Directions
Continue the summary of the paper on Reciprocators and cooperation among self-interested agents, picking up right after its final sentence.
━━ Passage given
Reciprocal Reward Influence Encourages Cooperation From Self-Interested Agents
John L. Zhou, Weizhe Hong, Jonathan C. Kao
TL;DR
The paper addresses cooperation among self-interested agents in sequential social dilemmas by introducing Reciprocators, RL agents that intrinsically reward reciprocating the influence others have on their returns. The core idea combines a counterfactual value-influence measure with an influence-balance tracker to generate a reciprocal reward that guides opponents toward mutually beneficial actions, without differentiating through their policies or requiring meta-game optimization. The approach yields state-of-the-art cooperative outcomes in IPD and Coins during simultaneous learning and demonstrates resilience to higher-order exploitation, while relying only on first-order RL and standard training procedures. This work promises a sample-efficient, learning-rule-agnostic pathway to cooperative AI in mixed-motivation multi-agent environments and highlights considerations for practical deployment and future extensions.
━━━━
━━ Information supplied
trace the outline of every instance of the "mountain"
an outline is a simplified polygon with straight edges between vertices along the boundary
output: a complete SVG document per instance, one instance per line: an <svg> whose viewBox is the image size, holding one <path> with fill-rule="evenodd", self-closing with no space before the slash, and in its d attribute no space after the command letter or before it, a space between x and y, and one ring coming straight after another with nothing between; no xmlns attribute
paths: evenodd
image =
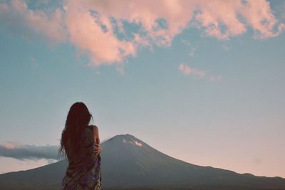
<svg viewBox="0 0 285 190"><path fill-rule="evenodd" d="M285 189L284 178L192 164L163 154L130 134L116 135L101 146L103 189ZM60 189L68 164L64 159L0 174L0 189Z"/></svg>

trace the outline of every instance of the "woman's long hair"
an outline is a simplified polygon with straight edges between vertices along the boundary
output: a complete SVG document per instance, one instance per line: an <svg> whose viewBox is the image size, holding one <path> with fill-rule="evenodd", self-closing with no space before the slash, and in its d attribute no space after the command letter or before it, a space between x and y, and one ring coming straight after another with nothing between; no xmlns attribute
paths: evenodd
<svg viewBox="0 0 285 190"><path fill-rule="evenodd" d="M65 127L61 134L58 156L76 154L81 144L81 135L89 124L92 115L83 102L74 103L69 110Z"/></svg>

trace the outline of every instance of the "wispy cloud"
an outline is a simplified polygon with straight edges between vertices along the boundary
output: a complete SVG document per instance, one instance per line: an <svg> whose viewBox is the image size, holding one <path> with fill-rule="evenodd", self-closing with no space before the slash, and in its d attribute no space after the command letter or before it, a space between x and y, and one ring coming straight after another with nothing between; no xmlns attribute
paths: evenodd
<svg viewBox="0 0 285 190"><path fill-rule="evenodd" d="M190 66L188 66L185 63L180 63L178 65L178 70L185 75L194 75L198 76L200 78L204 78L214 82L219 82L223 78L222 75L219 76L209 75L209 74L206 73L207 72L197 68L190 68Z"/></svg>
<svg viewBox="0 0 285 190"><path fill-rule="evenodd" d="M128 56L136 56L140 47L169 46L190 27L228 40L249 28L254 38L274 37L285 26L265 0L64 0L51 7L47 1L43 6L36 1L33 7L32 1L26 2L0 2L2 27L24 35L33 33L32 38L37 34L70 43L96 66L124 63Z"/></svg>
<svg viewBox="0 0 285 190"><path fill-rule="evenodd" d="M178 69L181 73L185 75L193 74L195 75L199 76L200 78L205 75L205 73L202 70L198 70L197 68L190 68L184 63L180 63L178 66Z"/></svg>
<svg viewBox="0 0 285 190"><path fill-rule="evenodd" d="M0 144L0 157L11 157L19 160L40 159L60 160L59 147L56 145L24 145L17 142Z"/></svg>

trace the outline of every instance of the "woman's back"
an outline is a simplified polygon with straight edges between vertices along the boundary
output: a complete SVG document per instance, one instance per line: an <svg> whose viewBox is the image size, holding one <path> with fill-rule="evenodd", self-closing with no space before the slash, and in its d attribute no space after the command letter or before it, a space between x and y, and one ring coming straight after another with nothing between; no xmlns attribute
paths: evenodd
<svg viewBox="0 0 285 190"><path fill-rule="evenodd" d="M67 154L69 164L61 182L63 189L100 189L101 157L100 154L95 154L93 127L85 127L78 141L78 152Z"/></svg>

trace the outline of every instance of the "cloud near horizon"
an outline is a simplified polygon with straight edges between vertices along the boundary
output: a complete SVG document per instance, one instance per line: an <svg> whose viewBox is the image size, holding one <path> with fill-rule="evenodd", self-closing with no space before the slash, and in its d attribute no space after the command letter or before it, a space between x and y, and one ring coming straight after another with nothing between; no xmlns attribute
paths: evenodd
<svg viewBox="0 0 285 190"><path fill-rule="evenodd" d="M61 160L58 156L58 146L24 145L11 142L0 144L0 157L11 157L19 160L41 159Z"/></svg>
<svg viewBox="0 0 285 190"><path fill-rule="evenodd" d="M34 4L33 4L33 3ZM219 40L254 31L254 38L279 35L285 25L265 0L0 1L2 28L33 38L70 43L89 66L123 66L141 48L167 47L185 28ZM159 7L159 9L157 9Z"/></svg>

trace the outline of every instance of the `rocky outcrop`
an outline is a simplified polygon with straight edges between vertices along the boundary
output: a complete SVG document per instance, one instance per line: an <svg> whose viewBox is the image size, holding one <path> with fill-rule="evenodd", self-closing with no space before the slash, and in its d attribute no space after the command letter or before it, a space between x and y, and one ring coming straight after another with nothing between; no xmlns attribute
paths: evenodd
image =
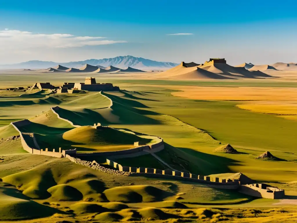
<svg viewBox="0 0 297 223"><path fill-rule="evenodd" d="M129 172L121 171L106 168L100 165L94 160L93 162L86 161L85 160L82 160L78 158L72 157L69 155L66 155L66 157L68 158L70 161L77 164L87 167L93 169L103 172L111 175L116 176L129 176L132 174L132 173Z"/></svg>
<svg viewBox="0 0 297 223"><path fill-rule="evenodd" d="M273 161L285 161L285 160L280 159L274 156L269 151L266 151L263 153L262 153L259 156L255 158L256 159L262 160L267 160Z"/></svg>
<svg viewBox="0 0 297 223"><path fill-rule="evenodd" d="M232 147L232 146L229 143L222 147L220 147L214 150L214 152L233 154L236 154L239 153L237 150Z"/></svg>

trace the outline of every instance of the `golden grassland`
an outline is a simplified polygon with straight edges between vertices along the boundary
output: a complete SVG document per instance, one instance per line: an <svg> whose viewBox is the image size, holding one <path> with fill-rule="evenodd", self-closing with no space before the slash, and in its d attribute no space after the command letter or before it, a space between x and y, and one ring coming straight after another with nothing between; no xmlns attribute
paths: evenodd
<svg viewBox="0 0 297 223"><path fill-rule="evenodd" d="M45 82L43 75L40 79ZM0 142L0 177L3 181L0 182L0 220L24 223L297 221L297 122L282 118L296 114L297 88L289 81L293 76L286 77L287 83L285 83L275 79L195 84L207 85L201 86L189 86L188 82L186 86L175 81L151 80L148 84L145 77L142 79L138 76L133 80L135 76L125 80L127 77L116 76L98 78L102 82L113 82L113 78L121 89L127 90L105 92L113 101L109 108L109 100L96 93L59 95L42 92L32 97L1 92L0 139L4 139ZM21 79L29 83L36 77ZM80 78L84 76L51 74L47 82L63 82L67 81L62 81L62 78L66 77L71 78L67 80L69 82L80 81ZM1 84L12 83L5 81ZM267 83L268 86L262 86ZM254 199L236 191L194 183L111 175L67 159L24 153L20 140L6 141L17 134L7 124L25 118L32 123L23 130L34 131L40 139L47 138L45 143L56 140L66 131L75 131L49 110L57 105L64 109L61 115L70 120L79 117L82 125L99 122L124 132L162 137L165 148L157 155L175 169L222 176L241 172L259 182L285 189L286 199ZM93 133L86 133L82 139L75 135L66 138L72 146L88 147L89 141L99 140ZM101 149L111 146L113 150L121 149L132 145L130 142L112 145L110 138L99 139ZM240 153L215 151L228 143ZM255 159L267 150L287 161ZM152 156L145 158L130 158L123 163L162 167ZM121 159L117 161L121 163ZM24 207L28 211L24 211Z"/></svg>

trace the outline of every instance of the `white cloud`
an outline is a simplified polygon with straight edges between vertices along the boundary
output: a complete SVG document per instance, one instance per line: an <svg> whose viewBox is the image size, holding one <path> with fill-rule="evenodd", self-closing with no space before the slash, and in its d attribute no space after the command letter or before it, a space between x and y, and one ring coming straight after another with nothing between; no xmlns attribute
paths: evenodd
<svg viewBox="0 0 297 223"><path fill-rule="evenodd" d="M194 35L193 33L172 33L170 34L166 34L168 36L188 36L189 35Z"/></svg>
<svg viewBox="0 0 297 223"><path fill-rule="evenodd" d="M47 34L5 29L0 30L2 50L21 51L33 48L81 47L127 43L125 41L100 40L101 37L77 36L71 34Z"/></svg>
━━━━
━━ Information supplied
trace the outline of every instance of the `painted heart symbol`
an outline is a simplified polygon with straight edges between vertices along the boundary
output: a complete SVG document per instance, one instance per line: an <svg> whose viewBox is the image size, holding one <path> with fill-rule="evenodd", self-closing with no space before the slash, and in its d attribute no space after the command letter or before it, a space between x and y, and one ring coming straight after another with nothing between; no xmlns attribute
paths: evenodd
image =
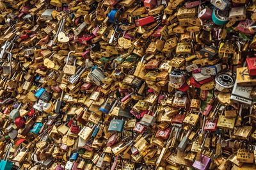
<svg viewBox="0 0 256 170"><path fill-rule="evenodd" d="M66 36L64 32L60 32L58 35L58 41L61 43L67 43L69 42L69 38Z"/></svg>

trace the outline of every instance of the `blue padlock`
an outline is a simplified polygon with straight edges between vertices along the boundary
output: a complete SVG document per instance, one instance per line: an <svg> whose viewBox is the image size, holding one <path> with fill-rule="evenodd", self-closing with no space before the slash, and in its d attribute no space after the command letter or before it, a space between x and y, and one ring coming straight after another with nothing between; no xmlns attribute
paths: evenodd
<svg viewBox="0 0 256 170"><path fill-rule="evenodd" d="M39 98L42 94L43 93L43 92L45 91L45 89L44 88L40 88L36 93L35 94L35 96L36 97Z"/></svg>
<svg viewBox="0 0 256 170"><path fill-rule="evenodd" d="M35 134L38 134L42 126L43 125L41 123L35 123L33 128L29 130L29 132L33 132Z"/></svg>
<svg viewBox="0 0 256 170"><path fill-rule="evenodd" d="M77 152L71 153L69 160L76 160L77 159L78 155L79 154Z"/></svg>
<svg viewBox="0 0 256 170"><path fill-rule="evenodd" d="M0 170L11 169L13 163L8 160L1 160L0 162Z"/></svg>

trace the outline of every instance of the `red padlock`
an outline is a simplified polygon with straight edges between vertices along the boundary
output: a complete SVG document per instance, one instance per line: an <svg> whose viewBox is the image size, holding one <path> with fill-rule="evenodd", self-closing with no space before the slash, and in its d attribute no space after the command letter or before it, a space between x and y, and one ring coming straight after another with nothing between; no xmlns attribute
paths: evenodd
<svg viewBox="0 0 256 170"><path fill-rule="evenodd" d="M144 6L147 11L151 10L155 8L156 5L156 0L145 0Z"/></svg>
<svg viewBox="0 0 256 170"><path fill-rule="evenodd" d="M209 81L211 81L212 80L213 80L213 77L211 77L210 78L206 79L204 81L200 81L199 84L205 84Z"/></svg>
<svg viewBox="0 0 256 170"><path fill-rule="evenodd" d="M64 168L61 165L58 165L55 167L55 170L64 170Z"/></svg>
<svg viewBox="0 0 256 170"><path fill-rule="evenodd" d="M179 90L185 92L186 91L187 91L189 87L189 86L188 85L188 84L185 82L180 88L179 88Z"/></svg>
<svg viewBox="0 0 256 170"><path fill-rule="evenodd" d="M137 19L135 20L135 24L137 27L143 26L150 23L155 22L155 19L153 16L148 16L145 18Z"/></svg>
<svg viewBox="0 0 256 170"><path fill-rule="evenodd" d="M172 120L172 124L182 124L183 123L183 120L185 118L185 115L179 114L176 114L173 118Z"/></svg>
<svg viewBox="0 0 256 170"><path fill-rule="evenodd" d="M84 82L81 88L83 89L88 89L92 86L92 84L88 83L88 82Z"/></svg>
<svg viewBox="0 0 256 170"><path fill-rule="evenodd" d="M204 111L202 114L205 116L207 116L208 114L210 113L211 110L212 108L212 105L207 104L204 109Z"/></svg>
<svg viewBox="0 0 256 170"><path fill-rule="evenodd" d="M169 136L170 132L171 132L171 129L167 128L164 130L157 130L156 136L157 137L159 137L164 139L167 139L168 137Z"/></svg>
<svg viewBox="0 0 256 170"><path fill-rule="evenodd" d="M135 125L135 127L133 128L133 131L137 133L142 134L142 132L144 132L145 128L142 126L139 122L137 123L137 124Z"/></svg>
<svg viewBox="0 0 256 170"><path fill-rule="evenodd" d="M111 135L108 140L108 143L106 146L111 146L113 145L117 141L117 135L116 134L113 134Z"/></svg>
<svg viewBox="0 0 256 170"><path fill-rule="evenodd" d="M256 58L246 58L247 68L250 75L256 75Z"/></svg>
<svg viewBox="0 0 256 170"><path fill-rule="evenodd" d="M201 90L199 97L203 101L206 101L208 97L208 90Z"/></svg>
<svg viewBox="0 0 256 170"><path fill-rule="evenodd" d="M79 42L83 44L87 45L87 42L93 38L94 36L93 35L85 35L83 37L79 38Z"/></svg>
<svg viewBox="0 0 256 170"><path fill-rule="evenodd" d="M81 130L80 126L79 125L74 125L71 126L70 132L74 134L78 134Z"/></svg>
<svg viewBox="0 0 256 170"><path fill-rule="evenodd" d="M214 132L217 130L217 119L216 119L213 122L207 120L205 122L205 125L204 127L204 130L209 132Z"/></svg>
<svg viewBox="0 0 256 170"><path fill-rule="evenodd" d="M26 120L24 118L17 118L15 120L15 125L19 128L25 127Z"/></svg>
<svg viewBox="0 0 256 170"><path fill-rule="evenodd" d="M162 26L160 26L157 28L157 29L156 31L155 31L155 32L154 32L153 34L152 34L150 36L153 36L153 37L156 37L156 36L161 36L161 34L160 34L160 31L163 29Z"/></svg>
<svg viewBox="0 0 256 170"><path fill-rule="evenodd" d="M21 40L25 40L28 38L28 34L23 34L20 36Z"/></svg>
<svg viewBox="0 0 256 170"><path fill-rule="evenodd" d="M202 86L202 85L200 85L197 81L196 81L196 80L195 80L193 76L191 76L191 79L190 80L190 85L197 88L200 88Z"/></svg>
━━━━
Output for this task
Abstract
Cooperation between self-interested individuals is a widespread phenomenon in the natural world, but remains elusive in interactions between artificially intelligent agents. Instead, naive reinforcement learning algorithms typically converge to Pareto-dominated outcomes in even the simplest of social dilemmas. An emerging literature on opponent shaping has demonstrated the ability to reach prosocial outcomes by influencing the learning of other agents. However, such methods differentiate through the learning step of other agents or optimize for meta-game dynamics, which rely on privileged access to opponents' learning algorithms or exponential sample complexity, respectively. To provide a learning rule-agnostic and sample-efficient alternative, we introduce Reciprocators, reinforcement learning agents which are intrinsically motivated to reciprocate the influence of opponents' actions on their returns. This approach seeks to modify other agents' $Q$-values by increasing their return following beneficial actions (with respect to the Reciprocator) and decreasing it after detrimental actions, guiding them towards mutually beneficial actions without directly differentiating through a model of their policy. We show that Reciprocators can be used to promote cooperation in temporally extended social dilemmas during simultaneous learning. Our code is available at https://github.com/johnlyzhou/reciprocator/.